Exercise instructions: What follows is a set of records; restate each one word for word and drop the pictures.

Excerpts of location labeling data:
>>>

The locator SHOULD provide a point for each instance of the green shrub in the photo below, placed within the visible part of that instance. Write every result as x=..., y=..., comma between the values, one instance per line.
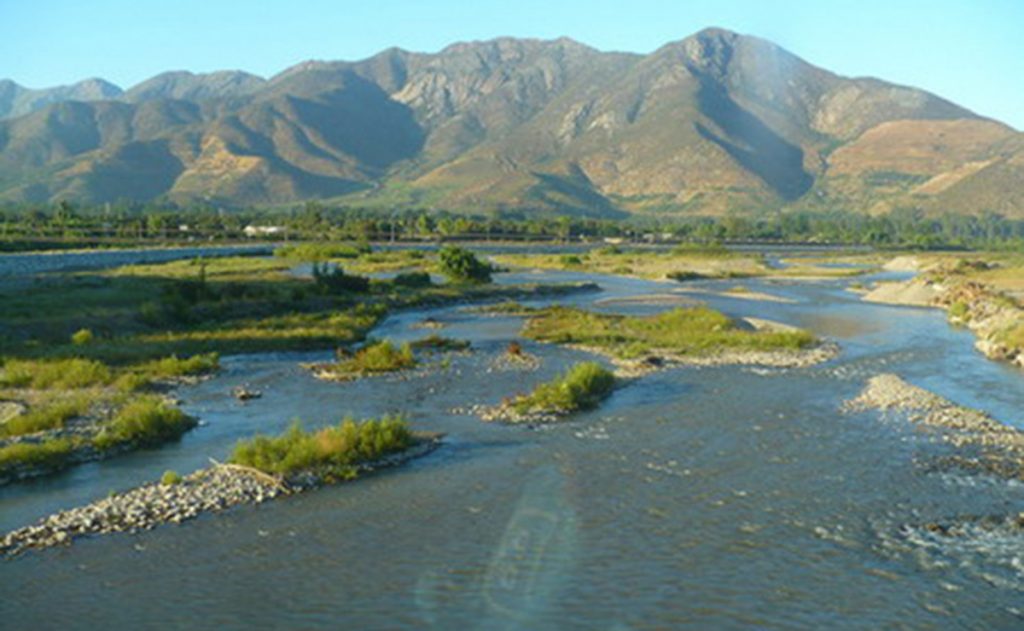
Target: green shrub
x=81, y=337
x=582, y=387
x=461, y=265
x=145, y=421
x=439, y=343
x=169, y=478
x=413, y=279
x=47, y=453
x=684, y=331
x=334, y=280
x=332, y=452
x=49, y=416
x=380, y=356
x=683, y=276
x=317, y=252
x=43, y=374
x=175, y=367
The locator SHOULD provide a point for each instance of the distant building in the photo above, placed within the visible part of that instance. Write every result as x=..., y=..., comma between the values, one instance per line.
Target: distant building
x=263, y=230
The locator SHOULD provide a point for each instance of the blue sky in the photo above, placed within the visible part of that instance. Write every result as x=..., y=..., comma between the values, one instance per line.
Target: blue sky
x=970, y=51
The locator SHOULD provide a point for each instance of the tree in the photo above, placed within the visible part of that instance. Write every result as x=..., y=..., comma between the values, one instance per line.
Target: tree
x=461, y=265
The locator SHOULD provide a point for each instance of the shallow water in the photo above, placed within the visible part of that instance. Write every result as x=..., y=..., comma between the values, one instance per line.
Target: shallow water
x=706, y=497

<<<

The completed task:
The locator SHOULD provide a point for each instance of the green shrub in the photo below, placed within the visible part of that instance. Write every result as x=..., y=..., comma between the values, one instance per line.
Target: green shrub
x=81, y=337
x=582, y=387
x=461, y=265
x=145, y=421
x=439, y=343
x=169, y=478
x=413, y=279
x=47, y=453
x=684, y=331
x=334, y=280
x=332, y=452
x=49, y=416
x=380, y=356
x=683, y=276
x=317, y=252
x=43, y=374
x=175, y=367
The locator SHOULD provide a point for each instance of the distant building in the photo above, placed within the visible part of that instance. Write every result as x=..., y=..., comma between the values, one instance per line.
Target: distant building
x=263, y=230
The locator SHOULD provide a point for each instance of the blue sky in the photo above, placed within the visible part of that instance. Write every result as x=..., y=..., comma between the values, one instance per line.
Target: blue sky
x=970, y=51
The locator SHOULD provide a point for each instance of the tree in the photo above, placed within the visible part of that instance. Write every result as x=..., y=..., comma between the values, one instance per line.
Target: tree
x=461, y=265
The locator SHOULD provide a point for each instance of the shallow water in the photo above, placed within the visible part of that instance. Write every result as x=..., y=..., comma between the values, one instance per line.
Target: shallow water
x=706, y=497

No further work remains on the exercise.